_Extract_

KBB: Brooklyn Botanical
Published in the January/February 2026 issue of Kitchen & Bath Business
With two teenage sons heading off to college, the owners of a Brooklyn brownstone had the foresight to transform the third fl oor into an oasis for the kids that would one day become the empty nesters’ primary suite. Fortunately, planning and tackling such a project was like second nature for owner Hormuz Batliboi, an architect and principal of his own fi rm, Batliboi Studio.
He knew that by removing a space-hogging laundry room, he could expand the floor’s existing tiny bathroom into a more functional jack-and-jill–style bath between the boys’ bedrooms. When their sons move out, one room will become the primary bed- room, while the other will be converted into a walk-in-closet and dressing room. Keeping that future in mind, Batliboi designed the new bath to meet their sons’ daily needs while they’re still at home – but with an aesthetic that he and his wife could enjoy and call a main bathroom.
Going Green
When the homeowners looked at a few different stone options for a custom vanity countertop, they found and fell in love with a striking green-and-black Verde Lapponia granite. “There was just something so expressive about it, like it was painterly,” said the architect, who added that it was clear the stone would become the linchpin around which everything else would be designed.
The dramatic green swirls of the granite indeed led to their choice of wallcovering for the other walls – Scalamandré’s iconic Hinson Palm. The large-scale pattern of tropical leaves not only complements the stone but also recalls the owners’ childhood homes in Mumbai. While both finishes figure prominently at the double vanity, each would come to define the two other zones. The shower walls are entirely clad in the stone, and the toilet side of the bathroom is wallpapered.
To tie everything together and eliminate waste, Batliboi found clever uses for the stone remnants, such as the vanity backsplash, shelving niches carved into the extra-thick walls of the shower and toilet areas, the baseboard in the wallpapered zone and the thresholds at both pocket-door entrances. (The latter extend slightly into the bedrooms, hinting at the lush green-and-black environment beyond the doors.)

_Record excerpts_
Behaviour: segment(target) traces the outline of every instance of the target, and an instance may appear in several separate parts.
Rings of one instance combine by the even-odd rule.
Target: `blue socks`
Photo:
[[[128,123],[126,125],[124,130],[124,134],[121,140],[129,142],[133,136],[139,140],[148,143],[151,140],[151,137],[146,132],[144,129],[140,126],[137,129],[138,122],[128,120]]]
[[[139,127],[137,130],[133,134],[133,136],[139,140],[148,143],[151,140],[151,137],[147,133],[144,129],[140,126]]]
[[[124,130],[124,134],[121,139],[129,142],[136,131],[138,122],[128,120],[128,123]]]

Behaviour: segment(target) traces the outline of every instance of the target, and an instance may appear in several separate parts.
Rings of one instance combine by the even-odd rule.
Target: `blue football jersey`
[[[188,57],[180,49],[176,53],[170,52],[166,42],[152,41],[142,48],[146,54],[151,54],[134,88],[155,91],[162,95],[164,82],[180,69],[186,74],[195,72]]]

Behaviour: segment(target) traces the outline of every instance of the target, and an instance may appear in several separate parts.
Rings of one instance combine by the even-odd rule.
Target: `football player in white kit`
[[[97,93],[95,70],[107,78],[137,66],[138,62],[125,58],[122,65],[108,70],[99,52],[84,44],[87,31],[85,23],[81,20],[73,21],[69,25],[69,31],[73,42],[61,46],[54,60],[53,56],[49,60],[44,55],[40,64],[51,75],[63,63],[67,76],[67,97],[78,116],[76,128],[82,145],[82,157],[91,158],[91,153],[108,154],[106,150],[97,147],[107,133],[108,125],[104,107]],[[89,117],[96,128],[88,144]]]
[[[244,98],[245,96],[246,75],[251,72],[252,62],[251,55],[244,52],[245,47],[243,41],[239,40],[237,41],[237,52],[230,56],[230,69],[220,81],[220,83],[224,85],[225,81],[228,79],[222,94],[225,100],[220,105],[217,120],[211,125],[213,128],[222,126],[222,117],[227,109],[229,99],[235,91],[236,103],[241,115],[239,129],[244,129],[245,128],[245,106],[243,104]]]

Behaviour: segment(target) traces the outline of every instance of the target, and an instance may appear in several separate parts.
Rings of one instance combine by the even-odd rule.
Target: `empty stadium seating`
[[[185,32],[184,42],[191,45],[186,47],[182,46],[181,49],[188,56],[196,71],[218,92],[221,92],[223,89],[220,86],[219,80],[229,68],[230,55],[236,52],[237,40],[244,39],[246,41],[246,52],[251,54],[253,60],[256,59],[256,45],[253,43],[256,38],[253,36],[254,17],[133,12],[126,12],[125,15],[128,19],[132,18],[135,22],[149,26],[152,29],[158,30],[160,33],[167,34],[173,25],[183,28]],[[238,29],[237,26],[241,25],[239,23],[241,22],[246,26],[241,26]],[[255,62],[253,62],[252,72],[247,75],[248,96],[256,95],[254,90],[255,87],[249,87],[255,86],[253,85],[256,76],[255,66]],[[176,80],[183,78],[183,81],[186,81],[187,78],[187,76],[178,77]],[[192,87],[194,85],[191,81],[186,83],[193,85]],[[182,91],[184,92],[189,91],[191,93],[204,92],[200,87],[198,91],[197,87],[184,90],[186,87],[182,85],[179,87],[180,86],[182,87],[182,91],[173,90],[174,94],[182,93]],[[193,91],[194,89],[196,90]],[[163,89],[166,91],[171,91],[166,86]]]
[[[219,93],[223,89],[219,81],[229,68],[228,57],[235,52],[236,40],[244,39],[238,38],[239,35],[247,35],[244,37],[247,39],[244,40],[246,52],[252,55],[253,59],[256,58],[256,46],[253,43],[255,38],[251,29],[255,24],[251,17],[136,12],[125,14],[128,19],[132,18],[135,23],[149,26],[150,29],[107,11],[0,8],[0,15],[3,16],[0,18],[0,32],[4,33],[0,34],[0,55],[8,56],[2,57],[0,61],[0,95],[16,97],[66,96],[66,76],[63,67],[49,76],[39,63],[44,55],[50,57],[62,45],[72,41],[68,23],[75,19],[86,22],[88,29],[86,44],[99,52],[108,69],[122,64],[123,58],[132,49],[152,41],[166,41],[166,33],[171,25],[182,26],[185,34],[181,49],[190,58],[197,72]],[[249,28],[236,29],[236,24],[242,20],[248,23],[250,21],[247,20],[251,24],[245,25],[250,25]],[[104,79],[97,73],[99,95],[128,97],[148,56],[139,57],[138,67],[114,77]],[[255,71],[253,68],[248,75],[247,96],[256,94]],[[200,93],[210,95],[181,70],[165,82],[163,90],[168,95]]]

_Exercise set_
a - Copy the passage of the Brooklyn bathroom article from "Going Green" to "would be designed." word for word.
b - Continue the article on the Brooklyn brownstone bathroom from the point where it ends.

_Written answers_
a -
Going Green
When the homeowners looked at a few different stone options for a custom vanity countertop, they found and fell in love with a striking green-and-black Verde Lapponia granite. “There was just something so expressive about it, like it was painterly,” said the architect, who added that it was clear the stone would become the linchpin around which everything else would be designed.

b -
In lieu of standard medicine cabinets, Batliboi hollowed out sections in the walls flanking the vanity to form cabinets, then covered both the walls and cabinet doors in the palm wallpaper. Push-to-open hardware reveals this camouflaged and hidden storage, allowing these walls to remain smooth and free of external pulls or knobs.
Toning It Down
To prevent sensory overload, Batliboi specified the rest of the finishes to be complementary but more muted to recede into the background. The custom maple vanity drawers were painted charcoal, as were the pocket doors and ceiling, for instance, while matte black was selected for the plumbing fixtures, hardware and mirror frames. Simple frosted-glass doors stack and slide to provide privacy for the shower and toilet areas, and matte gold – a popular pairing with black – appears in the wall sconces lighting up the vanity. The architect selected penny-round tiles in metallic black and emerald green, then distributed the colors on the floor unevenly to create the illusion of a gradient.
“You have these two colors that were done almost three different ways: the stone, which has its own natural and organic pattern and flow; the floor in this very rigid geometric shape; and then the wallpaper pattern,” said Batliboi. “So the space is like a moment of color packed into a small, condensed experience – and we’re in a time where we all need a little distraction from reality.”